** START Given entries **
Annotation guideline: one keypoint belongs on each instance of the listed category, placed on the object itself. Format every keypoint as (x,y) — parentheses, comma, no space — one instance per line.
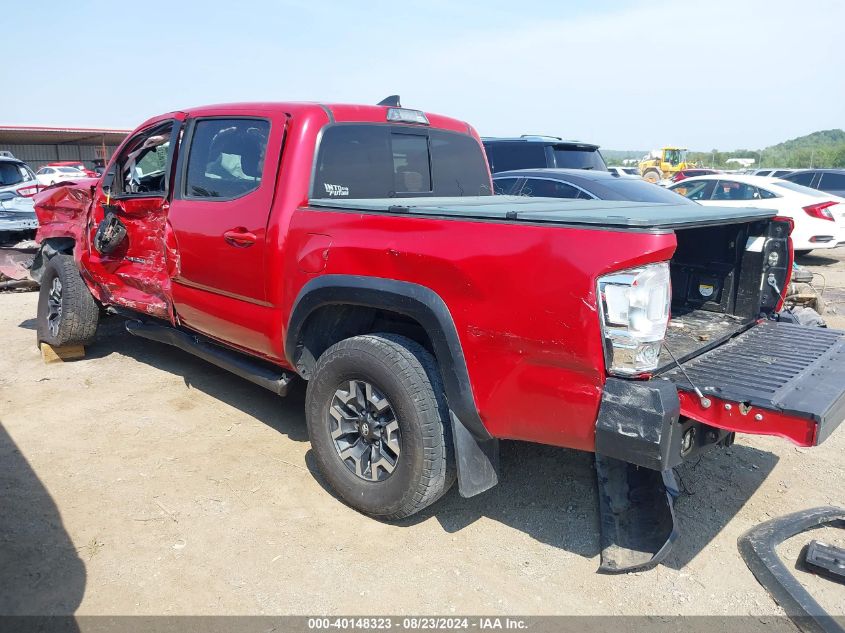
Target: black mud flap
(637,515)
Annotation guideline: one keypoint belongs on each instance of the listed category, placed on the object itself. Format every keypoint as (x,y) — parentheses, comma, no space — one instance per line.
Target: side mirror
(108,179)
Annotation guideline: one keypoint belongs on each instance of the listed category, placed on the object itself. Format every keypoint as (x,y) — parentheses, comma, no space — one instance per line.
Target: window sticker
(336,190)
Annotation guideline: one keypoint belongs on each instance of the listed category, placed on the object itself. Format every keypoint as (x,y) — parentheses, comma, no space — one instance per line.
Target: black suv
(528,152)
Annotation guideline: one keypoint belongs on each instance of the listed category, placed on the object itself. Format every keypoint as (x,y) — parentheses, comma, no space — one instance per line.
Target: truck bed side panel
(522,298)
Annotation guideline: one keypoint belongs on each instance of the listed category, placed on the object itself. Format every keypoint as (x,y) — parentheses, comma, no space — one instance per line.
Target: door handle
(239,237)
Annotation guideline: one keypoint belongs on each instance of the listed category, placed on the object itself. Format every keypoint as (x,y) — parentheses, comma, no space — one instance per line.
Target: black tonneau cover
(603,213)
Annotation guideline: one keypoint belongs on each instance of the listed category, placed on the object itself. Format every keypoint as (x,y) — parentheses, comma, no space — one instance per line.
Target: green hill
(825,148)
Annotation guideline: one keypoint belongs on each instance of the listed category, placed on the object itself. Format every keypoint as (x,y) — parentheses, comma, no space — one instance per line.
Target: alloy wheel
(364,430)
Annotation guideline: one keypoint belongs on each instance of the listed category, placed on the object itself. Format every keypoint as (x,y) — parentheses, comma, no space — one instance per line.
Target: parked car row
(819,217)
(817,213)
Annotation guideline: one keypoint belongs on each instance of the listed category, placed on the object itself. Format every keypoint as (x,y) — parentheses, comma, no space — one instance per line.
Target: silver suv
(16,177)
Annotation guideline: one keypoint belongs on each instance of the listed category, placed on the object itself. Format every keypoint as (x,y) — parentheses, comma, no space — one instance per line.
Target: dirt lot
(143,481)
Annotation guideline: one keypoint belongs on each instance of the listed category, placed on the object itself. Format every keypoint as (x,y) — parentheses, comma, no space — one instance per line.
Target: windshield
(13,173)
(575,157)
(675,156)
(638,191)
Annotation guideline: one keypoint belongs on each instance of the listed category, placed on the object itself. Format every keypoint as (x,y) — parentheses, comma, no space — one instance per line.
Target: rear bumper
(641,422)
(774,379)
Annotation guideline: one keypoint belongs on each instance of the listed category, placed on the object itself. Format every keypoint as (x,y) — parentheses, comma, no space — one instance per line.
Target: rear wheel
(67,312)
(378,424)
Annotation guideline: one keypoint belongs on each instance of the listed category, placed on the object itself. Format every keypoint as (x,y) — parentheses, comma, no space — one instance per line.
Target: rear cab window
(832,181)
(695,190)
(577,157)
(803,178)
(362,160)
(545,188)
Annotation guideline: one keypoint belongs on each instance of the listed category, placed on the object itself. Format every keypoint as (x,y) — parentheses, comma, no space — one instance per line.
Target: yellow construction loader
(664,163)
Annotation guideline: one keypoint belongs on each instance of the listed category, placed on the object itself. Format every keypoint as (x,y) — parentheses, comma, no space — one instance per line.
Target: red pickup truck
(360,248)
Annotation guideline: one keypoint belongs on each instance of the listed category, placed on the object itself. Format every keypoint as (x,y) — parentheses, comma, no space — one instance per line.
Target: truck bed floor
(693,331)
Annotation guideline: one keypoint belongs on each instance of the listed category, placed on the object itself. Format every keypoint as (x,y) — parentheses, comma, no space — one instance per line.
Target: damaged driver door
(132,252)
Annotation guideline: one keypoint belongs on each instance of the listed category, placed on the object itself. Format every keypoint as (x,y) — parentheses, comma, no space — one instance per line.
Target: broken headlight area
(634,316)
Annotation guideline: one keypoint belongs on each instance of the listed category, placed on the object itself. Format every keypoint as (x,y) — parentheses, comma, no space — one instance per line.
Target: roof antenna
(392,100)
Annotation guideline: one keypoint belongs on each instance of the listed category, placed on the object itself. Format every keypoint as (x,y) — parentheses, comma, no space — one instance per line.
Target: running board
(256,371)
(638,525)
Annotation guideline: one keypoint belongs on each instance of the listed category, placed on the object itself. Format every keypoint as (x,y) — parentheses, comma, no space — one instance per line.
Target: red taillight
(820,210)
(27,192)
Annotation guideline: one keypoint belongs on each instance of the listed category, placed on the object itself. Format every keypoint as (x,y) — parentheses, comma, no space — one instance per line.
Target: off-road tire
(77,323)
(408,376)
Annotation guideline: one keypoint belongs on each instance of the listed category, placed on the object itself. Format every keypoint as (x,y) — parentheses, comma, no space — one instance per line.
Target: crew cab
(360,248)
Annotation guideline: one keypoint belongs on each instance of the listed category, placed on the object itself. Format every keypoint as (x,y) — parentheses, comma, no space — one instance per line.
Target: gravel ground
(143,481)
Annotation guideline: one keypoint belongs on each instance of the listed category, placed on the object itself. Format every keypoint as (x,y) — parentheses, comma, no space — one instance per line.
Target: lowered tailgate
(773,379)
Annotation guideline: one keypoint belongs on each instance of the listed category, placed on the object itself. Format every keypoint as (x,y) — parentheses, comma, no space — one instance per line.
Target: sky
(717,74)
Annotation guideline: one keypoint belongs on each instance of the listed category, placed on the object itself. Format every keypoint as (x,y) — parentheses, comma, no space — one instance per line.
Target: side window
(226,158)
(803,178)
(538,188)
(141,168)
(508,155)
(697,190)
(729,190)
(832,181)
(504,186)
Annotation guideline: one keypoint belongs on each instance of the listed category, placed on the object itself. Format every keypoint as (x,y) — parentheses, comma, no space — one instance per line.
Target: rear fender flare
(412,300)
(476,451)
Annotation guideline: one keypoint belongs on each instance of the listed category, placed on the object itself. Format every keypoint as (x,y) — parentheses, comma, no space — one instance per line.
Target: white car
(819,217)
(627,172)
(52,175)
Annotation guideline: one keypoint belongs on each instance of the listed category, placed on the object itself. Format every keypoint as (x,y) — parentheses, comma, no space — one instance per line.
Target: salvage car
(827,180)
(360,248)
(819,217)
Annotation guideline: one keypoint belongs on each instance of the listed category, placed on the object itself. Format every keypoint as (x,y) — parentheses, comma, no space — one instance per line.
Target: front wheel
(378,424)
(67,313)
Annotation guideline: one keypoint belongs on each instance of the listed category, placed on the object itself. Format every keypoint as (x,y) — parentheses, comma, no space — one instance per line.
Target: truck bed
(605,213)
(691,332)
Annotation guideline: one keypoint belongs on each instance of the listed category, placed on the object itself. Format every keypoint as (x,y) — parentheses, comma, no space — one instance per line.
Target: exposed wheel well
(50,247)
(331,324)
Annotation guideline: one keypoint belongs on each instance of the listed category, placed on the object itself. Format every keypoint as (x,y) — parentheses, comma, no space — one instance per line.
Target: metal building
(38,146)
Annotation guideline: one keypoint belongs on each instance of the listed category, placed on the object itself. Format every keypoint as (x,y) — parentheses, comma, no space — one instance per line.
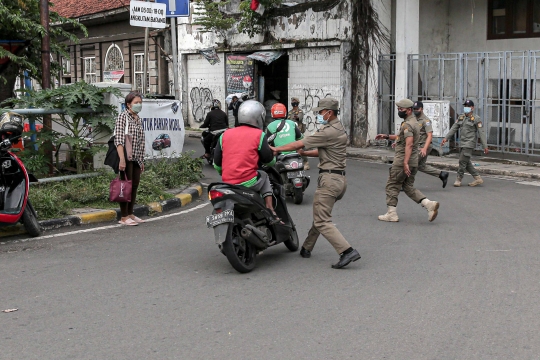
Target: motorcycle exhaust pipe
(255,237)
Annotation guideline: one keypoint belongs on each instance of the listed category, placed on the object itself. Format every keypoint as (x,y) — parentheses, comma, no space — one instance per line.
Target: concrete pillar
(407,42)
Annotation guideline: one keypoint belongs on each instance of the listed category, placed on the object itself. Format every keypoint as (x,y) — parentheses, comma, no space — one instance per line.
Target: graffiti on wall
(311,99)
(201,101)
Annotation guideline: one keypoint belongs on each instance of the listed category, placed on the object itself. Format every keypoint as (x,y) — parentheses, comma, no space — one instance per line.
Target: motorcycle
(217,134)
(14,181)
(244,227)
(291,169)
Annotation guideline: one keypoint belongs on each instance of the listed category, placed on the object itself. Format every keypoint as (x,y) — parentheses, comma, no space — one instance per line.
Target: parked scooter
(216,134)
(291,169)
(243,226)
(14,179)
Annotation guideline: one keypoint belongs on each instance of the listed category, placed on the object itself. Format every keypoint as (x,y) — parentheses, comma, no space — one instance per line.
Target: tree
(79,125)
(21,21)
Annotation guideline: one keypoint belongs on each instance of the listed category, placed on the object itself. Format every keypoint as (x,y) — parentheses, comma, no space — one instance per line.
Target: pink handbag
(120,190)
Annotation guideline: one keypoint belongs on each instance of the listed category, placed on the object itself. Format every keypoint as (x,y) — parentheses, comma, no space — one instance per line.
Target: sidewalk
(484,164)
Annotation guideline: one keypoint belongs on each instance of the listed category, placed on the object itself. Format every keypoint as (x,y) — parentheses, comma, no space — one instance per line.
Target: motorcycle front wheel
(240,253)
(30,220)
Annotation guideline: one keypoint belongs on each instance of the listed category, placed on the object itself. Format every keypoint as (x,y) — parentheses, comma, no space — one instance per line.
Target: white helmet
(251,113)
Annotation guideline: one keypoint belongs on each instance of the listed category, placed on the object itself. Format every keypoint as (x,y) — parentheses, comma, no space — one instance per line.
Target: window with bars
(90,75)
(114,61)
(138,71)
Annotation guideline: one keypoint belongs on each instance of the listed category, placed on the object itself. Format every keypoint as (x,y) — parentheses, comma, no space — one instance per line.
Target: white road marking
(532,183)
(109,226)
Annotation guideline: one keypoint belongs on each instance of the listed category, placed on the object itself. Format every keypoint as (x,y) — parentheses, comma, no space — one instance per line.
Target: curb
(453,167)
(182,199)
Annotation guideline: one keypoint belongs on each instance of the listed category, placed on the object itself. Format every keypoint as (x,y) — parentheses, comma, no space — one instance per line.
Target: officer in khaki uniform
(471,126)
(424,144)
(405,165)
(330,143)
(297,115)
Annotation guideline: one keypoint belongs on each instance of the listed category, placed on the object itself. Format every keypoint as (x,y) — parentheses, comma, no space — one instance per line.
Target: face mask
(136,108)
(320,119)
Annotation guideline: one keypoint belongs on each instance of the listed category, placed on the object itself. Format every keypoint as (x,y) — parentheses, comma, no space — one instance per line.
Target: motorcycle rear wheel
(240,253)
(30,221)
(293,243)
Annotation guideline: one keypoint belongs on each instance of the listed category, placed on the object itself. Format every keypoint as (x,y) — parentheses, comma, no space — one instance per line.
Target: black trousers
(133,173)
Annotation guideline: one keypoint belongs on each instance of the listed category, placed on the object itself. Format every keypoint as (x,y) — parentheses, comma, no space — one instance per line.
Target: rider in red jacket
(240,151)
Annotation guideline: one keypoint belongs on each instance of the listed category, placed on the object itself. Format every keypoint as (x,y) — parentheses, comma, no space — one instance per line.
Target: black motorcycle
(291,169)
(216,134)
(243,226)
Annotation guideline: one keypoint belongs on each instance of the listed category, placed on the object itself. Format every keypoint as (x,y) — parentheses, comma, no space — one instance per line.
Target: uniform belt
(339,172)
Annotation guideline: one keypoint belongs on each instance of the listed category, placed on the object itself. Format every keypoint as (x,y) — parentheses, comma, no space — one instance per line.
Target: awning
(266,56)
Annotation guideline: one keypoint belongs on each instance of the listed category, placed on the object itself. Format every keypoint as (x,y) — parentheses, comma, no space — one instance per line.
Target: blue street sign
(176,8)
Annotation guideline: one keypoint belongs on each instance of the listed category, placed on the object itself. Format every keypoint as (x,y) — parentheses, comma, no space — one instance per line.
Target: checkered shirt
(136,131)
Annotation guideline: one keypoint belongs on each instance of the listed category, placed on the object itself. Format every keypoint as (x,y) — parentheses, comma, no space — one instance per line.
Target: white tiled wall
(314,73)
(205,82)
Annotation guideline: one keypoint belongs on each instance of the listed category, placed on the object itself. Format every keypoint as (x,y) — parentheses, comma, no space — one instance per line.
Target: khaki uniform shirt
(425,128)
(409,127)
(470,126)
(331,141)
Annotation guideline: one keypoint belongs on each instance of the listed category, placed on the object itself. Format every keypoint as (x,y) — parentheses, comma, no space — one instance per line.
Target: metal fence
(503,85)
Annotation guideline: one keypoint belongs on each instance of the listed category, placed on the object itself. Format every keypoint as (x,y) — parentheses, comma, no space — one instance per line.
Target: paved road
(463,287)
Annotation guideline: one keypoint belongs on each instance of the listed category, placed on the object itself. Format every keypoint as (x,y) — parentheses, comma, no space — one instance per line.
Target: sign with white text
(163,127)
(147,14)
(176,8)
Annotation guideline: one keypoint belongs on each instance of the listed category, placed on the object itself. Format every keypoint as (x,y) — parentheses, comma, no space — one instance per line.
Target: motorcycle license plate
(294,174)
(221,218)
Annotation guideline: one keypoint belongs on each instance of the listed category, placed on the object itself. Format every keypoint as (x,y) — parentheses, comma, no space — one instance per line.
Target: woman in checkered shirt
(132,168)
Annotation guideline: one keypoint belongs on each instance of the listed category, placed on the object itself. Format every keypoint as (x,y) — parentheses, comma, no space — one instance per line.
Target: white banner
(163,127)
(147,14)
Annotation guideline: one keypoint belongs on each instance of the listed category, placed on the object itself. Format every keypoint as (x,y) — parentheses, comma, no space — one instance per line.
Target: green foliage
(56,200)
(35,162)
(21,21)
(209,16)
(72,98)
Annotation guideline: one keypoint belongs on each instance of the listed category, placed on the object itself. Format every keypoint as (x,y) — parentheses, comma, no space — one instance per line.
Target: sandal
(136,219)
(128,221)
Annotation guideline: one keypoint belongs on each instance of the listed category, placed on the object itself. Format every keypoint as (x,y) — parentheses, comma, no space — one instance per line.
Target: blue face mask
(320,119)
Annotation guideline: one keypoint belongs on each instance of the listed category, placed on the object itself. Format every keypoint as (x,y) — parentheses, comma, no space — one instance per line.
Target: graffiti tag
(201,101)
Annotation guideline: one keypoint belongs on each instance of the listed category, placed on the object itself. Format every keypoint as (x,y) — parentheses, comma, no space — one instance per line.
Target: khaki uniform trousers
(330,188)
(423,167)
(465,163)
(398,179)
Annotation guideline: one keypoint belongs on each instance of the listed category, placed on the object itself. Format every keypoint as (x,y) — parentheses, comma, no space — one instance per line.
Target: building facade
(113,51)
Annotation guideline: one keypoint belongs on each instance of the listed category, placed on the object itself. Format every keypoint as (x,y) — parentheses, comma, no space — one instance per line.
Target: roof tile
(77,8)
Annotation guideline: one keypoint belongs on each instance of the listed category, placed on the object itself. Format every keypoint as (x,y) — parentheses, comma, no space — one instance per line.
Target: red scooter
(14,179)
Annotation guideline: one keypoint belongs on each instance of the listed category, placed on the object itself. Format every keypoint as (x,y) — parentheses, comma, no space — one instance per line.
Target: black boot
(305,253)
(444,177)
(346,258)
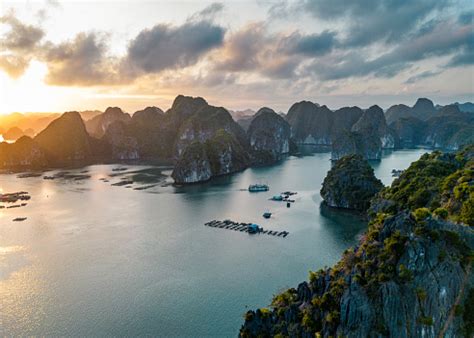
** END Given entries **
Problem: List every line of the records that contains the string "with".

Full response:
Target: window with bars
Target: sign with white text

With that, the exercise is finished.